──────── Stored records ────────

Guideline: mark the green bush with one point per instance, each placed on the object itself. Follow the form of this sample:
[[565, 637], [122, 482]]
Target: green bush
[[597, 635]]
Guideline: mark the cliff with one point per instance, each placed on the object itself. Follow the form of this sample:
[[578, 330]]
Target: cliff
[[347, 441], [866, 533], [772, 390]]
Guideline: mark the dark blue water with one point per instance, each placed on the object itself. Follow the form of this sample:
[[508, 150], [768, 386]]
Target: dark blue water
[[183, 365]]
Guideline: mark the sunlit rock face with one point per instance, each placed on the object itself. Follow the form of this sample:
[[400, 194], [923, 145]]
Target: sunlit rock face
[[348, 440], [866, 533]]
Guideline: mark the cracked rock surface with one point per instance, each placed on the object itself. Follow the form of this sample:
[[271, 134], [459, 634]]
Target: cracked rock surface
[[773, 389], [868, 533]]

────────

Goal of the exercise
Rewrite the lines from the one holding "Guideline: mark the cracked" through the end of the listing, inclusive, changing "cracked" to "fractured" and leaving everything else unchanged.

Solution for this exercise
Guideline: mark the fractured rock surface with one point per instance, each placed on the object itself. Follow the form of this sample:
[[271, 134], [459, 634]]
Target: fractured rock surface
[[773, 389], [868, 533]]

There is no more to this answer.